### Exercise aim
Your answer must be the records below repeated word for word, with no pictures in it.
══ Data supplied ══
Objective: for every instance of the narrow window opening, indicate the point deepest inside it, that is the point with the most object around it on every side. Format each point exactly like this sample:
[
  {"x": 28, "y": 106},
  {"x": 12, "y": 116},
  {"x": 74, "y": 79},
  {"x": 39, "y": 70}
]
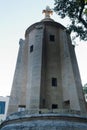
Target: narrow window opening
[
  {"x": 54, "y": 106},
  {"x": 67, "y": 104},
  {"x": 54, "y": 82},
  {"x": 31, "y": 48},
  {"x": 52, "y": 38},
  {"x": 21, "y": 108}
]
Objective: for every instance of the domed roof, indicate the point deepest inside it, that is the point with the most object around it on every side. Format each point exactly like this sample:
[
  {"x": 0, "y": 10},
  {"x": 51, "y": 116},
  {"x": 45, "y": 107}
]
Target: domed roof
[{"x": 46, "y": 21}]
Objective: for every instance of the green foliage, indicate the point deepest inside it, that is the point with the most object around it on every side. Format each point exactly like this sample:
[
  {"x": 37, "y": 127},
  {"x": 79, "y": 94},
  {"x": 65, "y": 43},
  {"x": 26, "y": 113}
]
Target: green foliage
[
  {"x": 85, "y": 89},
  {"x": 76, "y": 10}
]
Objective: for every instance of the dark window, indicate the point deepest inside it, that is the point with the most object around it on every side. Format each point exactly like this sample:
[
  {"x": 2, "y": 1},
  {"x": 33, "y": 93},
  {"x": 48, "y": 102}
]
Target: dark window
[
  {"x": 54, "y": 82},
  {"x": 52, "y": 38},
  {"x": 54, "y": 106},
  {"x": 31, "y": 48},
  {"x": 2, "y": 107}
]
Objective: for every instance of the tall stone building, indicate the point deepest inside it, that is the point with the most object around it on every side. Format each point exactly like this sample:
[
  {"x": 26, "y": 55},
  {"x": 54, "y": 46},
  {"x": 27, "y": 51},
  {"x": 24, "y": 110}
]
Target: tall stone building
[{"x": 46, "y": 77}]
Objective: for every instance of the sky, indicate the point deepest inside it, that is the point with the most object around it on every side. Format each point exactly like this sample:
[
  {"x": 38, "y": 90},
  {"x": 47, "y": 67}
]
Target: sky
[{"x": 15, "y": 17}]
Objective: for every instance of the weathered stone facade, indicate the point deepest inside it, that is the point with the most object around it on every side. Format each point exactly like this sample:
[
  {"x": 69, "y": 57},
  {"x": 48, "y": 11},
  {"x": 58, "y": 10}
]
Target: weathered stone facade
[
  {"x": 41, "y": 60},
  {"x": 50, "y": 121},
  {"x": 47, "y": 86}
]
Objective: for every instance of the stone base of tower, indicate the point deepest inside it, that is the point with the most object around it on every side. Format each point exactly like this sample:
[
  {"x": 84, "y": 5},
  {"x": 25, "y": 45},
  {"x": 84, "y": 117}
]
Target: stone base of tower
[{"x": 50, "y": 121}]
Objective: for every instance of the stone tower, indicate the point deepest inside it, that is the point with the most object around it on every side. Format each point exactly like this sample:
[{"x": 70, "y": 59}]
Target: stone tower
[
  {"x": 47, "y": 92},
  {"x": 46, "y": 75}
]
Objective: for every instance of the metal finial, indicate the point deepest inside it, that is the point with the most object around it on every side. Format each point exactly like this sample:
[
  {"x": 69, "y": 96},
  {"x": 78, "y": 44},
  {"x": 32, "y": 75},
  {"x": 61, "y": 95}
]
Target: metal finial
[{"x": 47, "y": 12}]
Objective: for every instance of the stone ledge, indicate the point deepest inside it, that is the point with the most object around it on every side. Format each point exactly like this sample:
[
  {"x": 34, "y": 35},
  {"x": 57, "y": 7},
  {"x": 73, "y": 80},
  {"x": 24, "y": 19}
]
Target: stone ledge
[{"x": 45, "y": 121}]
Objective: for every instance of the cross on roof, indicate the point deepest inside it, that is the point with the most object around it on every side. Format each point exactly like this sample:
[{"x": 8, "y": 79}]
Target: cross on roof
[{"x": 47, "y": 12}]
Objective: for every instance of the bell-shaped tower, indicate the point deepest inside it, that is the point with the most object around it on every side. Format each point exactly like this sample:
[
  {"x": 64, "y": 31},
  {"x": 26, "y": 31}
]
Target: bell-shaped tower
[{"x": 46, "y": 75}]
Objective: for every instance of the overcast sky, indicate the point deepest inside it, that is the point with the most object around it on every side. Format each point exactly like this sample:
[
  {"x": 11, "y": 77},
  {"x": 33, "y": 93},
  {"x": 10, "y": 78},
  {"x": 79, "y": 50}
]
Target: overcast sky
[{"x": 15, "y": 17}]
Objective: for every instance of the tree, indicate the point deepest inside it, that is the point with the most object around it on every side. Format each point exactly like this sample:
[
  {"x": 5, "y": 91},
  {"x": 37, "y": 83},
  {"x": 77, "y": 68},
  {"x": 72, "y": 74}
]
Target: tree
[
  {"x": 76, "y": 10},
  {"x": 85, "y": 89}
]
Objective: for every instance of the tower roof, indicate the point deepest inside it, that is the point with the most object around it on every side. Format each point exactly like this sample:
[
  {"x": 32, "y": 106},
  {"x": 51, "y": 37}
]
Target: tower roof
[{"x": 47, "y": 13}]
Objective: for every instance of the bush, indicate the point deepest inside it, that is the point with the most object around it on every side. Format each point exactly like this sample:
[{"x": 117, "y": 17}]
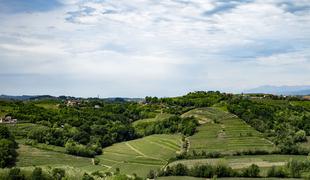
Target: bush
[
  {"x": 15, "y": 174},
  {"x": 87, "y": 177},
  {"x": 96, "y": 161},
  {"x": 151, "y": 174},
  {"x": 79, "y": 149},
  {"x": 37, "y": 174},
  {"x": 252, "y": 171},
  {"x": 58, "y": 173},
  {"x": 277, "y": 172}
]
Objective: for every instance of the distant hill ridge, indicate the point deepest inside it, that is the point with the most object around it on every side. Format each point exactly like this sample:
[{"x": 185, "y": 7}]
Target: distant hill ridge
[
  {"x": 41, "y": 97},
  {"x": 281, "y": 90}
]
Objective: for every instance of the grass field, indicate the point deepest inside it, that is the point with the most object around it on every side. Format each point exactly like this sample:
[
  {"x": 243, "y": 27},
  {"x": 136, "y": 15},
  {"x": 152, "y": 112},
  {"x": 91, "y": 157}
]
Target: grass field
[
  {"x": 141, "y": 155},
  {"x": 240, "y": 162},
  {"x": 224, "y": 132},
  {"x": 75, "y": 166},
  {"x": 159, "y": 117}
]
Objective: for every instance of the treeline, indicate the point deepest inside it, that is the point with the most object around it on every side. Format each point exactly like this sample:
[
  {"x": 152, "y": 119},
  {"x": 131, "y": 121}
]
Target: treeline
[
  {"x": 285, "y": 124},
  {"x": 293, "y": 169},
  {"x": 8, "y": 148},
  {"x": 59, "y": 173},
  {"x": 179, "y": 105},
  {"x": 207, "y": 171},
  {"x": 174, "y": 124}
]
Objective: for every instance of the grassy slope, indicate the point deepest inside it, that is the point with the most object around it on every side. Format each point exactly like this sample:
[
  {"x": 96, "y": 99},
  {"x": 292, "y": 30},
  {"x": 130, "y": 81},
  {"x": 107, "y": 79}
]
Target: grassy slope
[
  {"x": 141, "y": 155},
  {"x": 240, "y": 162},
  {"x": 228, "y": 135}
]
═══
### Written solution
Objective: for every instance of the narrow window opening, indicate the point deepest inside it, that is the point with the most object around it on every side. Format each point exactly like this sample:
[
  {"x": 28, "y": 106},
  {"x": 12, "y": 116},
  {"x": 74, "y": 79},
  {"x": 39, "y": 70}
]
Target: narrow window opening
[
  {"x": 54, "y": 106},
  {"x": 67, "y": 104},
  {"x": 54, "y": 82},
  {"x": 31, "y": 48},
  {"x": 52, "y": 38},
  {"x": 21, "y": 108}
]
Objective: for every instance of the domed roof, indicate the point deepest inside it, that is the point with the most object around it on every side. Format each point exactly like this sample:
[
  {"x": 0, "y": 10},
  {"x": 51, "y": 116},
  {"x": 45, "y": 107}
]
Target: domed roof
[{"x": 46, "y": 21}]
Objective: for every instance of the green foliage, indicate the point deepest inside it, that is the point with the most object around it on every side. Format each point exactly like this sample:
[
  {"x": 37, "y": 127},
  {"x": 79, "y": 94},
  {"x": 65, "y": 43},
  {"x": 26, "y": 113}
]
Target: green foliage
[
  {"x": 85, "y": 89},
  {"x": 76, "y": 10}
]
Objective: for every instance of the dark window, indicate the point deepest inside it, that is the point with the most object around it on every side. Format each point exactly like this sample:
[
  {"x": 2, "y": 1},
  {"x": 33, "y": 93},
  {"x": 48, "y": 102}
]
Target: dark window
[
  {"x": 54, "y": 82},
  {"x": 52, "y": 38},
  {"x": 54, "y": 106},
  {"x": 31, "y": 48},
  {"x": 2, "y": 107}
]
Objective: for every instance of the tall stone building, indicate the point deepest inside it, that is the point with the most object around it on every side. Format each point exactly like this sample:
[
  {"x": 26, "y": 55},
  {"x": 54, "y": 46},
  {"x": 27, "y": 51},
  {"x": 24, "y": 110}
]
Target: tall stone building
[{"x": 46, "y": 77}]
Objective: for every instance of the sky, indicate the point deepest inside it, that is the point with the most object around it on every side. Format each point exactly like this sample:
[
  {"x": 38, "y": 90},
  {"x": 47, "y": 67}
]
Target: sky
[{"x": 15, "y": 17}]
Objective: for every instance of the weathered stone facade, indicate the point deepest inside it, that is the point with the most object around it on every side. Format each point exactly like this sample:
[
  {"x": 69, "y": 57},
  {"x": 48, "y": 11},
  {"x": 58, "y": 10}
]
Target: weathered stone facade
[
  {"x": 41, "y": 60},
  {"x": 50, "y": 121},
  {"x": 47, "y": 86}
]
Objective: for every instance of the stone base of tower, indicate the point deepest inside it, that is the point with the most object around it on every side. Format each point exactly like this sample:
[
  {"x": 84, "y": 5},
  {"x": 25, "y": 45},
  {"x": 84, "y": 117}
]
Target: stone base of tower
[{"x": 50, "y": 121}]
Objective: for every instance of the stone tower, indicate the point deepest inside it, that is the point with the most object around it on every side. Format each point exactly like this sample:
[{"x": 70, "y": 59}]
Target: stone tower
[
  {"x": 47, "y": 92},
  {"x": 46, "y": 75}
]
Objective: for every instance of the metal finial, indicate the point deepest inside it, that is the point with the most object around it on every side. Format each point exactly like this sample:
[
  {"x": 69, "y": 96},
  {"x": 78, "y": 44},
  {"x": 32, "y": 75},
  {"x": 61, "y": 95}
]
Target: metal finial
[{"x": 47, "y": 12}]
Objective: for every instance of the stone ledge, indicate the point deepest inside it, that is the point with the most object around it on every side. Format each point exactly like this sample:
[
  {"x": 34, "y": 35},
  {"x": 57, "y": 7},
  {"x": 73, "y": 80},
  {"x": 24, "y": 19}
]
Target: stone ledge
[{"x": 45, "y": 121}]
Objective: for every instance of the cross on roof, indicate the point deepest inside it, that is the point with the most object around it on every side. Format each point exactly like this sample:
[{"x": 8, "y": 79}]
Target: cross on roof
[{"x": 47, "y": 12}]
Objective: for every instance of the bell-shaped tower, indicate the point deepest inside it, that is the point with the most object around it on every side. Format each point exactly like this sample:
[
  {"x": 64, "y": 31},
  {"x": 26, "y": 31}
]
Target: bell-shaped tower
[{"x": 46, "y": 75}]
Objective: for every instance of the overcast sky, indicate the point deepest inside it, that is the point with the most object around it on every side. Format each point exactly like this sample:
[
  {"x": 11, "y": 77},
  {"x": 33, "y": 93},
  {"x": 10, "y": 78},
  {"x": 79, "y": 50}
]
Target: overcast sky
[{"x": 15, "y": 17}]
Objective: for every instance of the tree, indicate the point deepest inside it, that is the point with the most object around it on every side. Format each point exactly like this sample:
[
  {"x": 5, "y": 91},
  {"x": 37, "y": 83},
  {"x": 77, "y": 68},
  {"x": 72, "y": 74}
]
Target: tree
[
  {"x": 76, "y": 10},
  {"x": 85, "y": 89}
]
Objective: for every instance of the tower roof, indicate the point deepest inside it, that is the point with the most object around it on every side. Format each point exactly like this sample:
[
  {"x": 32, "y": 106},
  {"x": 51, "y": 37}
]
Target: tower roof
[{"x": 47, "y": 13}]
Objective: for every instance of the bush, indicate the point deepest inside it, that is the point with the most object around it on every side. Format each point exactly like this sample:
[{"x": 117, "y": 17}]
Target: bush
[
  {"x": 15, "y": 174},
  {"x": 87, "y": 177},
  {"x": 96, "y": 161},
  {"x": 151, "y": 174},
  {"x": 79, "y": 149},
  {"x": 37, "y": 174},
  {"x": 252, "y": 171},
  {"x": 58, "y": 173},
  {"x": 277, "y": 172}
]
Objective: for every instance of the distant hill ridge, indicate the point deepest inside it, that is the point with the most object around it on every side. Format each point exactly like this sample:
[{"x": 185, "y": 7}]
Target: distant hill ridge
[
  {"x": 41, "y": 97},
  {"x": 281, "y": 90}
]
Objective: for every instance of the grass field, indicate the point deepest inside it, that is the point with the most object around it on every side. Format each point exactly like this sample:
[
  {"x": 243, "y": 27},
  {"x": 136, "y": 15},
  {"x": 152, "y": 112},
  {"x": 91, "y": 157}
]
Target: grass field
[
  {"x": 141, "y": 155},
  {"x": 240, "y": 162},
  {"x": 224, "y": 132},
  {"x": 75, "y": 166},
  {"x": 159, "y": 117}
]
Objective: for every instance of the treeline, indicate the point deepest inside it, that is the point with the most object around it on every side. Format each point exactly like this sample:
[
  {"x": 152, "y": 119},
  {"x": 131, "y": 121}
]
Target: treeline
[
  {"x": 285, "y": 124},
  {"x": 293, "y": 169},
  {"x": 8, "y": 148},
  {"x": 59, "y": 173},
  {"x": 179, "y": 105},
  {"x": 207, "y": 171},
  {"x": 174, "y": 124}
]
Objective: for every instance of the grassy slope, indicate the point deepest inside it, that is the point with the most object around it on every side. Format each point exactly like this sample:
[
  {"x": 96, "y": 99},
  {"x": 292, "y": 30},
  {"x": 130, "y": 81},
  {"x": 107, "y": 79}
]
Target: grassy slope
[
  {"x": 141, "y": 155},
  {"x": 240, "y": 162},
  {"x": 228, "y": 135}
]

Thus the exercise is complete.